EXERCISE DETAILS: Can you arrange the lines as a JSON list of strings, one string per line, beginning at the line that has "identify the moss-covered" and stopping after the line that has "[122,403,139,422]"? Leave out blank lines and any pictures.

--

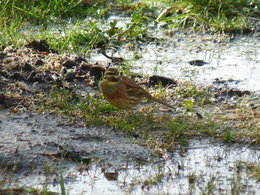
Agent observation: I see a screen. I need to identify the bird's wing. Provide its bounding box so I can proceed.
[121,77,151,98]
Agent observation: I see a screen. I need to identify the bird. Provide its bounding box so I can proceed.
[98,68,174,109]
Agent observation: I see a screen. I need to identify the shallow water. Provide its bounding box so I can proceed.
[19,139,260,194]
[92,16,260,91]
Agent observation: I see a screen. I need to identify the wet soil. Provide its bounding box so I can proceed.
[0,41,258,193]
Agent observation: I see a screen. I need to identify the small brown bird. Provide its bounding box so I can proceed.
[98,68,174,109]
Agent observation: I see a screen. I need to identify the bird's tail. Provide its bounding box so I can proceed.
[150,97,174,108]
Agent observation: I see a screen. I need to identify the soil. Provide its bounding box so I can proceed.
[0,41,256,191]
[0,41,152,178]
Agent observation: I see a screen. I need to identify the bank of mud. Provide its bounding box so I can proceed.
[0,41,259,193]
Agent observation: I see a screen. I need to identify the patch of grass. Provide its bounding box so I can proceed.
[37,79,259,153]
[236,161,260,181]
[157,0,259,33]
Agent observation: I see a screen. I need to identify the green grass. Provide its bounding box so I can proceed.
[158,0,260,33]
[0,0,260,49]
[36,78,260,151]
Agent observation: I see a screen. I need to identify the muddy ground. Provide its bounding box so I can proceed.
[0,41,152,178]
[0,41,258,193]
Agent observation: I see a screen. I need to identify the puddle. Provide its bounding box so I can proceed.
[9,139,260,194]
[92,16,260,91]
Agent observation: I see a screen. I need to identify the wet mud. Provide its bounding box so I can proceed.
[0,41,259,194]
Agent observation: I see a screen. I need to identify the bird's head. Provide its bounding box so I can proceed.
[103,68,120,82]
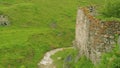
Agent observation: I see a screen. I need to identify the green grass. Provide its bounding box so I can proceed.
[52,49,94,68]
[0,0,117,68]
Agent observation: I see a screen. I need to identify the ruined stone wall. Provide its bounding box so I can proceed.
[0,15,9,26]
[74,8,120,64]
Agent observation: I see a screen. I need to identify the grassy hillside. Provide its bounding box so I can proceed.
[0,0,116,68]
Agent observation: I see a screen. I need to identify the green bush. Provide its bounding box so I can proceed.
[102,0,120,18]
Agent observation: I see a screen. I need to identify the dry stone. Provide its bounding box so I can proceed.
[74,8,120,64]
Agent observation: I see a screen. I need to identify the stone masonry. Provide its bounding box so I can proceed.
[74,8,120,64]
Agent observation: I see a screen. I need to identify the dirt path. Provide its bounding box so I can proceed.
[38,47,73,68]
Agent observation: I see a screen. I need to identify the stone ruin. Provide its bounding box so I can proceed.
[74,8,120,64]
[0,15,9,26]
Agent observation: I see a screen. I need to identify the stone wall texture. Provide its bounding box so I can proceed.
[74,8,120,64]
[0,15,9,26]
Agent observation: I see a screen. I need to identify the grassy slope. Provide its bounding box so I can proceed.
[0,0,107,68]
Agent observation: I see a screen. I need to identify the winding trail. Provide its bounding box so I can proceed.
[38,47,73,68]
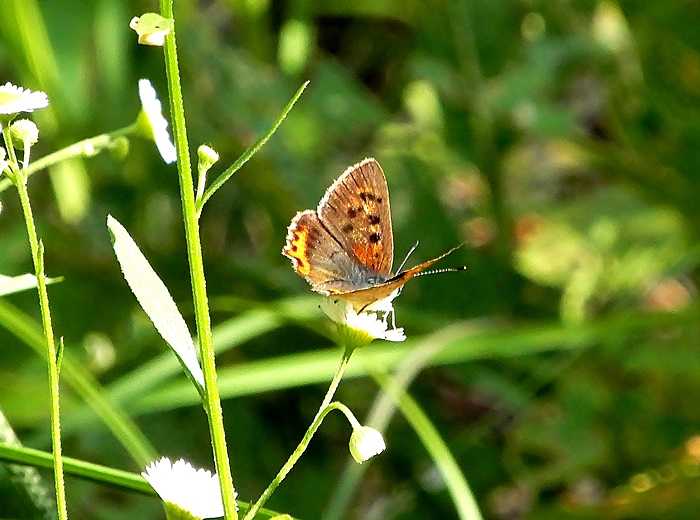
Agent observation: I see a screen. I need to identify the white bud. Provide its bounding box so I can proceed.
[350,426,386,464]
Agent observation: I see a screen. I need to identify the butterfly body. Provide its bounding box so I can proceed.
[282,158,456,311]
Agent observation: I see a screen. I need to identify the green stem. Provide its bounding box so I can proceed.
[197,81,309,216]
[2,126,68,520]
[160,0,238,520]
[0,442,155,495]
[243,348,357,520]
[0,442,292,518]
[0,123,138,192]
[0,298,157,467]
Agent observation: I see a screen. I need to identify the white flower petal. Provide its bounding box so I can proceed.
[350,426,386,464]
[107,215,204,387]
[0,273,62,296]
[0,81,49,114]
[141,457,224,518]
[139,79,177,164]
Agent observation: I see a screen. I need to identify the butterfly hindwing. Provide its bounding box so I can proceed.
[340,245,462,311]
[282,210,364,295]
[317,158,394,279]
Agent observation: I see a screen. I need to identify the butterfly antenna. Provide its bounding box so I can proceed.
[415,265,467,278]
[396,240,420,273]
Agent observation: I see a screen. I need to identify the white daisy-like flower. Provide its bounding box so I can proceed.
[129,13,173,47]
[139,79,177,164]
[350,426,386,464]
[0,81,49,115]
[321,289,406,346]
[141,457,230,518]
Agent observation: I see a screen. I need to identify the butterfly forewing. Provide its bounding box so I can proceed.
[282,210,364,295]
[317,159,394,279]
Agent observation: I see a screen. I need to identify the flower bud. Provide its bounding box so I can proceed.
[350,426,386,464]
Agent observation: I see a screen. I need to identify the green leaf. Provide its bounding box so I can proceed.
[107,215,204,393]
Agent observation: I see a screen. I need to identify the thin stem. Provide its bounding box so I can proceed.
[0,442,155,495]
[3,127,68,520]
[160,0,238,520]
[0,123,138,192]
[0,442,290,518]
[197,81,309,215]
[243,348,353,520]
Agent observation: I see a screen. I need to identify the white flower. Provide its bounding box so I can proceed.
[129,13,173,47]
[139,79,177,164]
[0,81,49,114]
[350,426,386,464]
[321,289,406,346]
[141,457,230,518]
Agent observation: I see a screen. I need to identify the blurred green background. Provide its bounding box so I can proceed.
[0,0,700,520]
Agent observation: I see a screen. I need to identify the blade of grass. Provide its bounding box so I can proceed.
[197,81,309,216]
[323,326,478,520]
[0,298,156,467]
[0,410,56,520]
[125,307,698,413]
[0,442,292,518]
[372,371,482,520]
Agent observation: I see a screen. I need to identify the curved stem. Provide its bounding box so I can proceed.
[2,126,68,520]
[0,123,138,192]
[243,348,357,520]
[160,0,238,520]
[197,81,309,216]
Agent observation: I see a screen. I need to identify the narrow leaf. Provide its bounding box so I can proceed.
[107,215,204,393]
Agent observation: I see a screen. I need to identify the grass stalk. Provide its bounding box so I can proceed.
[160,0,238,520]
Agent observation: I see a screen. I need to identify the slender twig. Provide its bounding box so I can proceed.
[2,125,68,520]
[197,81,309,216]
[160,0,238,520]
[0,124,138,192]
[243,349,353,520]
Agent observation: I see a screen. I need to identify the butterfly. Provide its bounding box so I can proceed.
[282,158,464,312]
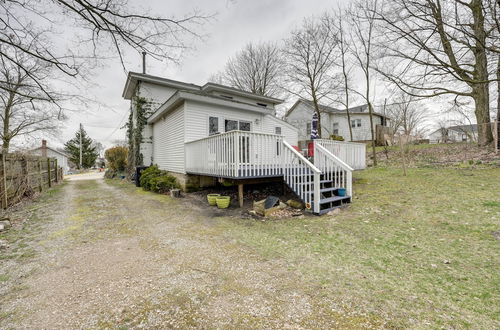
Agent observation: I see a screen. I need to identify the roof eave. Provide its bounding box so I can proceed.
[148,91,269,124]
[201,82,284,104]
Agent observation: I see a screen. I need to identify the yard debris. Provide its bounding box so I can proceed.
[170,189,181,198]
[0,218,11,231]
[0,239,9,250]
[286,199,304,210]
[264,196,281,210]
[327,208,340,215]
[249,199,302,218]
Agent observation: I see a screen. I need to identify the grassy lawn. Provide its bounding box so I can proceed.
[211,168,500,329]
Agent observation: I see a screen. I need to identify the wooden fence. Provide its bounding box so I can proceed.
[0,154,63,209]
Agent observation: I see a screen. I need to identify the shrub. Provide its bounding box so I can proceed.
[104,146,128,172]
[151,174,180,194]
[139,165,162,190]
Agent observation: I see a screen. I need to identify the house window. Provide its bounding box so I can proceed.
[240,121,251,132]
[224,119,238,132]
[224,119,252,132]
[332,123,339,135]
[208,117,219,135]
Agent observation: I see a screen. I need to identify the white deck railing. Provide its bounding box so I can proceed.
[314,143,354,196]
[185,131,283,178]
[314,139,366,170]
[283,141,321,213]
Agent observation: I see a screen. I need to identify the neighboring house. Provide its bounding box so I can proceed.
[429,124,477,143]
[123,72,364,214]
[284,99,388,141]
[29,140,70,174]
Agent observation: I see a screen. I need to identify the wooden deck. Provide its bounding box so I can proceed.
[185,131,358,214]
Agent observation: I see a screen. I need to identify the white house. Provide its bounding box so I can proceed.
[29,140,70,174]
[429,124,477,143]
[284,99,388,141]
[123,72,360,213]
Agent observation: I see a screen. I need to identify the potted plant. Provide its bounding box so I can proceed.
[216,196,231,209]
[207,194,220,206]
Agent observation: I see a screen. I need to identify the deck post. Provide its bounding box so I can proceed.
[234,131,240,178]
[238,183,243,207]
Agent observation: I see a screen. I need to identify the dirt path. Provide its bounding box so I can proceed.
[0,179,380,329]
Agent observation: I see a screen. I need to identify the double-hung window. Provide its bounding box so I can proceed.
[351,119,361,128]
[208,117,219,135]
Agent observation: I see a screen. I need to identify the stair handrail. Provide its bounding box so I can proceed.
[283,140,321,213]
[314,143,354,196]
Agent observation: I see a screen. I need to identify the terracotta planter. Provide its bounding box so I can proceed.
[216,196,231,209]
[207,194,220,206]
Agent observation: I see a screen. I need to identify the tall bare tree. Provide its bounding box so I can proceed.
[283,17,338,136]
[322,6,353,141]
[387,91,428,137]
[0,0,208,96]
[214,42,283,96]
[349,0,378,166]
[376,0,500,145]
[0,45,63,154]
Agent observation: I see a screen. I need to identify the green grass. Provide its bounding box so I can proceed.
[212,168,500,328]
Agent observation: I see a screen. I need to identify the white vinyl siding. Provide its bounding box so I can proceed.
[153,105,185,173]
[262,115,299,146]
[185,101,264,142]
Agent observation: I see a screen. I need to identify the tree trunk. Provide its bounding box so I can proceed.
[469,0,493,146]
[495,55,500,145]
[368,101,377,166]
[311,90,323,139]
[472,84,493,146]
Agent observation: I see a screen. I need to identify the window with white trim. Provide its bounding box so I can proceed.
[332,123,339,135]
[351,119,361,128]
[208,117,219,135]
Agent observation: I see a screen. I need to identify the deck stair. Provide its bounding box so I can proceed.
[283,141,353,214]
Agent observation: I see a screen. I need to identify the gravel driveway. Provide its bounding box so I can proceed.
[0,178,380,329]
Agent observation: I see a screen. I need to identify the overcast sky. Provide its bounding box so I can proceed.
[36,0,356,151]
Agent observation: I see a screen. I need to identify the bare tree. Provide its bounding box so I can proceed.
[214,42,283,96]
[387,91,428,137]
[374,0,500,145]
[0,45,64,154]
[349,0,378,166]
[283,17,338,137]
[323,6,353,141]
[0,0,208,97]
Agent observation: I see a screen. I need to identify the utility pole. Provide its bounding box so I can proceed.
[80,123,83,169]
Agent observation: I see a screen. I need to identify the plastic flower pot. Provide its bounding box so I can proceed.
[216,196,231,209]
[207,194,220,206]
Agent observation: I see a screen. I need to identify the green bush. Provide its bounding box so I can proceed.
[139,165,180,194]
[139,165,162,190]
[150,174,180,194]
[330,134,344,141]
[104,146,128,172]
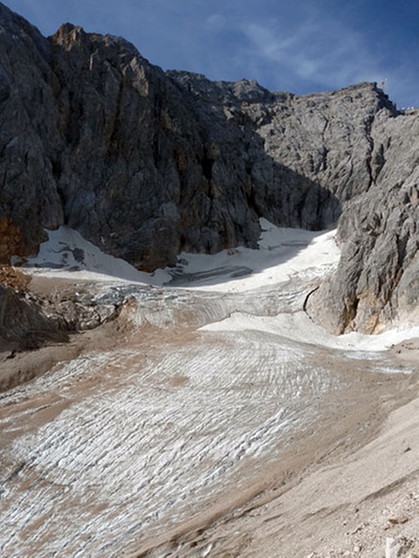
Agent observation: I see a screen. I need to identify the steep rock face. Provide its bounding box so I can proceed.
[307,111,419,333]
[0,4,418,331]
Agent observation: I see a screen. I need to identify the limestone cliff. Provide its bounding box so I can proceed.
[0,4,419,331]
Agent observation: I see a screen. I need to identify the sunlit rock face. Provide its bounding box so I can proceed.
[0,0,418,331]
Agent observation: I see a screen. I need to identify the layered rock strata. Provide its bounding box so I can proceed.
[0,4,419,331]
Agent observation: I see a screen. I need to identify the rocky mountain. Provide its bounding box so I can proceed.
[0,4,419,332]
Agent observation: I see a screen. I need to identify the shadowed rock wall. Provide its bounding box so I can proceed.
[0,4,418,331]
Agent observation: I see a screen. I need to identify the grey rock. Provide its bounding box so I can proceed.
[0,4,419,331]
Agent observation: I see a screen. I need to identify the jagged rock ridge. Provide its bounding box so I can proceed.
[0,4,418,331]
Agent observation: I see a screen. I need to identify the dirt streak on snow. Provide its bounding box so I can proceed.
[0,221,418,557]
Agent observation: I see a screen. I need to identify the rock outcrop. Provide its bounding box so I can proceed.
[0,4,419,331]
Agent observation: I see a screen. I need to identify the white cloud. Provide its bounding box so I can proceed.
[242,13,380,92]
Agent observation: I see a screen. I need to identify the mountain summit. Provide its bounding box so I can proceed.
[0,4,419,332]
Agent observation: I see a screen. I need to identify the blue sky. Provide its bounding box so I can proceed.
[4,0,419,108]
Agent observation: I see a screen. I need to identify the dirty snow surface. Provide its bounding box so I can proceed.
[0,221,418,557]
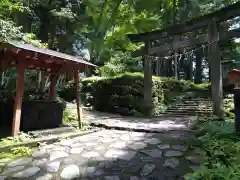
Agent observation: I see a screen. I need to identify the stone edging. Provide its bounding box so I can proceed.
[0,129,99,152]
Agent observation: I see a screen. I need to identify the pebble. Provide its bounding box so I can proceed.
[164,151,183,157]
[141,164,156,176]
[47,161,60,172]
[104,176,120,180]
[13,167,40,178]
[50,151,69,161]
[8,157,32,167]
[157,144,170,149]
[163,158,179,169]
[60,165,80,180]
[36,174,53,180]
[141,149,162,158]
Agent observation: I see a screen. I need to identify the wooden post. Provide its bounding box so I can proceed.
[49,74,58,101]
[74,70,82,129]
[208,21,224,118]
[173,36,180,79]
[12,60,25,136]
[144,42,153,115]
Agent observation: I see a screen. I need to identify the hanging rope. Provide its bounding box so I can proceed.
[144,39,219,61]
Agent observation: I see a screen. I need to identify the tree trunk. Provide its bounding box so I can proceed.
[194,49,203,84]
[208,21,224,118]
[144,42,153,115]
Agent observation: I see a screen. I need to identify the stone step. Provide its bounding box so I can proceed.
[28,127,76,137]
[161,112,212,116]
[182,100,212,104]
[167,107,212,112]
[172,104,212,109]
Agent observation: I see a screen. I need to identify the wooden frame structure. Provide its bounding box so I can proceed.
[0,41,97,136]
[128,2,240,117]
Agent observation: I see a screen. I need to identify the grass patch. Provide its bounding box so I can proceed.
[186,116,240,180]
[0,133,35,147]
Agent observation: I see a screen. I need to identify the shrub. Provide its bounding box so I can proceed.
[186,116,240,180]
[82,73,164,115]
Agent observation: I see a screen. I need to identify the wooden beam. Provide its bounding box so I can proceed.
[74,70,83,129]
[128,1,240,42]
[12,61,25,136]
[49,74,58,101]
[148,28,240,55]
[208,21,224,118]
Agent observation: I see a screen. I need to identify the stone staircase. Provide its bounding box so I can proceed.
[163,95,212,116]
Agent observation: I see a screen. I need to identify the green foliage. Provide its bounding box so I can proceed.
[0,19,22,43]
[186,116,240,180]
[82,73,164,115]
[223,94,235,119]
[99,53,142,76]
[0,133,33,146]
[11,147,32,156]
[63,109,77,124]
[0,146,33,162]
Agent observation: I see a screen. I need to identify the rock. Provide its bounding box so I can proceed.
[164,150,183,157]
[58,139,75,146]
[172,145,188,151]
[109,141,126,149]
[101,137,115,143]
[185,156,202,164]
[51,146,69,152]
[94,169,104,176]
[0,158,11,163]
[120,134,131,141]
[104,149,136,161]
[82,151,100,158]
[47,161,60,172]
[13,167,40,178]
[36,174,53,180]
[70,147,84,154]
[157,144,170,149]
[86,166,96,176]
[32,149,47,158]
[130,176,139,180]
[189,166,200,171]
[50,151,69,161]
[140,156,154,163]
[163,158,179,169]
[104,176,120,180]
[8,157,32,167]
[84,142,98,147]
[31,159,48,167]
[140,164,156,176]
[60,165,80,180]
[1,166,24,176]
[144,138,161,145]
[141,149,162,158]
[128,142,147,150]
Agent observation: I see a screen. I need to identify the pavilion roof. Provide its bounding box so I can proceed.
[0,41,98,72]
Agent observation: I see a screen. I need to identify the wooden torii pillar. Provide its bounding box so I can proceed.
[12,60,25,136]
[73,70,83,128]
[144,42,153,115]
[208,20,224,118]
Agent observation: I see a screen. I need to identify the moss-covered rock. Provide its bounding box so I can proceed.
[82,73,164,115]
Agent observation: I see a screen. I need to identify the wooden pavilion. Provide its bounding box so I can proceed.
[128,2,240,117]
[0,41,96,136]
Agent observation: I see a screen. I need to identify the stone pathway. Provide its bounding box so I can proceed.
[0,110,203,180]
[83,110,197,133]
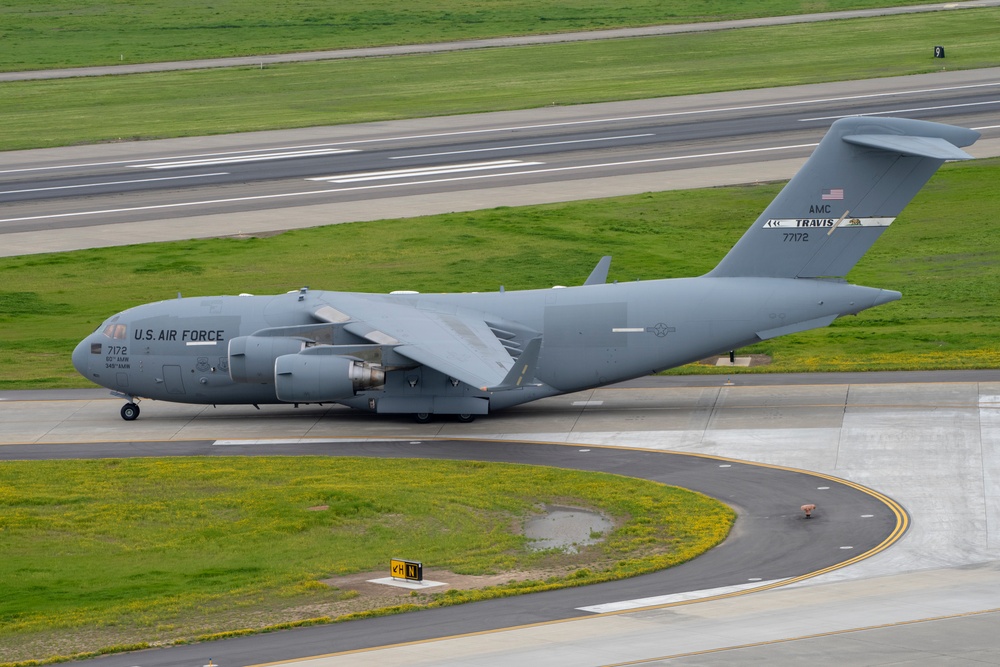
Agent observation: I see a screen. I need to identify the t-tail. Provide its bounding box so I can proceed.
[707,116,979,278]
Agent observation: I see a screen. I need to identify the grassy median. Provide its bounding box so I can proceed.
[0,457,735,662]
[0,8,1000,150]
[0,0,936,71]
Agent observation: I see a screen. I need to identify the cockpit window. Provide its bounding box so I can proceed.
[103,324,128,340]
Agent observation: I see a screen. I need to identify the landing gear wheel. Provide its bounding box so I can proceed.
[122,403,139,422]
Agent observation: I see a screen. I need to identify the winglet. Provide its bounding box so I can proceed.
[482,340,544,391]
[583,255,611,285]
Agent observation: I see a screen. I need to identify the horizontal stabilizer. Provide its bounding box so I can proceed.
[583,255,611,285]
[844,134,973,160]
[757,315,837,340]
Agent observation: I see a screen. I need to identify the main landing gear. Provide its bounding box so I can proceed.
[122,401,139,422]
[413,412,476,424]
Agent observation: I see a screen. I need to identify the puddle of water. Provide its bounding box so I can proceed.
[524,507,614,553]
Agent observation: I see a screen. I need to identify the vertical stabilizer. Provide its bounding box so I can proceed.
[708,116,979,278]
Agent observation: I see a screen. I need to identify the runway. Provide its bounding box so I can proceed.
[0,69,1000,255]
[0,372,1000,667]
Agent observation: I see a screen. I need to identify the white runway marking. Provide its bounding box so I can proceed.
[212,437,419,447]
[137,148,358,169]
[0,143,818,222]
[389,132,656,160]
[577,579,786,614]
[306,160,545,183]
[799,100,1000,123]
[0,171,229,195]
[0,82,1000,174]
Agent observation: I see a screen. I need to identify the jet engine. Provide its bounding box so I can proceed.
[274,346,385,403]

--

TASK RESULT:
[
  "Agent observation: I see a screen. I need to identify the moss-covered rock. Provide its bounding box so I can proceed.",
  "[82,73,164,115]",
  "Agent observation: I see a screen. I need to identify the wooden pavilion. Provide its bounding box so I can proceed.",
  "[128,2,240,117]",
  "[0,41,96,136]",
  "Agent observation: I see a screen. I need to identify the stone pathway. Provide its bounding box so I can proceed.",
  "[0,110,203,180]",
  "[83,110,197,133]",
  "Agent observation: I see a screen. I need to identify the t-tail. Provide its bounding box so I can proceed.",
  "[707,116,979,278]",
  "Agent observation: I see a screen. I need to identify the grassy median. Provide its bounding box so I can proceed.",
  "[0,457,735,662]",
  "[0,8,1000,150]",
  "[0,0,936,71]",
  "Agent observation: I see a screen. I need to identify the cockpit window. Provide its bounding box so I can proceed.",
  "[103,324,128,340]",
  "Agent observation: I see a screen. I need to identify the landing gear wheel. Provide its bounding box so I can proceed.",
  "[122,403,139,422]"
]